_Exercise instructions_
Nothing may be left out, so copy every entry exactly.

**** Material to process ****

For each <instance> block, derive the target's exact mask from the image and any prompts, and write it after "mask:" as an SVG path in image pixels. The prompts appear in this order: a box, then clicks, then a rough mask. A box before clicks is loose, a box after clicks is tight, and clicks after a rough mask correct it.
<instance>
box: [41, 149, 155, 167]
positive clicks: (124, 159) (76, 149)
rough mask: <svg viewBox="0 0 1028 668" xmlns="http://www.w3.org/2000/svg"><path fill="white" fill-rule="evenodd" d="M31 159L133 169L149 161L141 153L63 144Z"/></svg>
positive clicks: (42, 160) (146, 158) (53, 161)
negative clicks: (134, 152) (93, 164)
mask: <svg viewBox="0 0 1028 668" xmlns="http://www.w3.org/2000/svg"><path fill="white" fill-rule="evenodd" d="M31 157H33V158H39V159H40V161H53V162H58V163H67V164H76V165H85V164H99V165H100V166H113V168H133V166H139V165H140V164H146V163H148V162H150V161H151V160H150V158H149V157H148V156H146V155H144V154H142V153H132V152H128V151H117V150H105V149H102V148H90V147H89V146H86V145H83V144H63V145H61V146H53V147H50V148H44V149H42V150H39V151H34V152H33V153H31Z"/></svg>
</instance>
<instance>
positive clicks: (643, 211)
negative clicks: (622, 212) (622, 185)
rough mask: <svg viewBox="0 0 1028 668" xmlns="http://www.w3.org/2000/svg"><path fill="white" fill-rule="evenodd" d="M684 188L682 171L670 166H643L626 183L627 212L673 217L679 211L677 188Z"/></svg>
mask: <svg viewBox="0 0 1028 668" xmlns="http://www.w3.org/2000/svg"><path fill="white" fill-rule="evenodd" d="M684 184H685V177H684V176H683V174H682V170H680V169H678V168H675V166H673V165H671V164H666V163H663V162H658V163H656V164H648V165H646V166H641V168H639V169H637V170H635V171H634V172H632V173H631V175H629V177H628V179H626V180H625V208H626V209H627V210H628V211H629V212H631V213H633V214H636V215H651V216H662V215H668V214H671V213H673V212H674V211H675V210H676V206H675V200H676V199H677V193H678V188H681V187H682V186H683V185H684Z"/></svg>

****

_Answer box_
For each <instance> block, derive the target's exact mask from the image and any prompts, and write it after "mask:" as an SVG path in image pixels. The prompts appear in this order: a box, then clicks, then a rough mask. A box before clicks is loose, a box after clicks is tight, and clicks after a rough mask correct it.
<instance>
box: [41, 149, 155, 167]
positive clicks: (124, 159) (76, 149)
rough mask: <svg viewBox="0 0 1028 668" xmlns="http://www.w3.org/2000/svg"><path fill="white" fill-rule="evenodd" d="M31 159L133 169L149 161L141 153L63 144Z"/></svg>
positive clicks: (42, 160) (146, 158) (53, 161)
negative clicks: (134, 152) (93, 164)
mask: <svg viewBox="0 0 1028 668" xmlns="http://www.w3.org/2000/svg"><path fill="white" fill-rule="evenodd" d="M31 157H33V158H39V159H40V161H53V162H58V163H67V164H76V165H85V164H99V165H100V166H113V168H133V166H139V165H140V164H146V163H148V162H150V161H151V160H150V158H149V157H148V156H146V155H144V154H142V153H132V152H128V151H117V150H105V149H102V148H90V147H89V146H86V145H83V144H63V145H61V146H53V147H50V148H44V149H42V150H39V151H34V152H33V153H31Z"/></svg>
</instance>
<instance>
positive clicks: (643, 211)
negative clicks: (622, 212) (622, 185)
rough mask: <svg viewBox="0 0 1028 668" xmlns="http://www.w3.org/2000/svg"><path fill="white" fill-rule="evenodd" d="M684 188L682 171L670 166H643L626 183L627 212L673 217L679 211L677 188Z"/></svg>
mask: <svg viewBox="0 0 1028 668" xmlns="http://www.w3.org/2000/svg"><path fill="white" fill-rule="evenodd" d="M684 184H685V177H684V176H683V174H682V170H680V169H678V168H675V166H673V165H671V164H666V163H663V162H658V163H656V164H648V165H646V166H641V168H639V169H637V170H635V171H634V172H632V173H631V175H629V177H628V179H626V180H625V208H626V209H627V210H628V211H629V212H631V213H633V214H636V215H651V216H662V215H668V214H671V213H673V212H674V211H675V210H676V206H675V200H676V199H677V193H678V188H681V187H682V186H683V185H684Z"/></svg>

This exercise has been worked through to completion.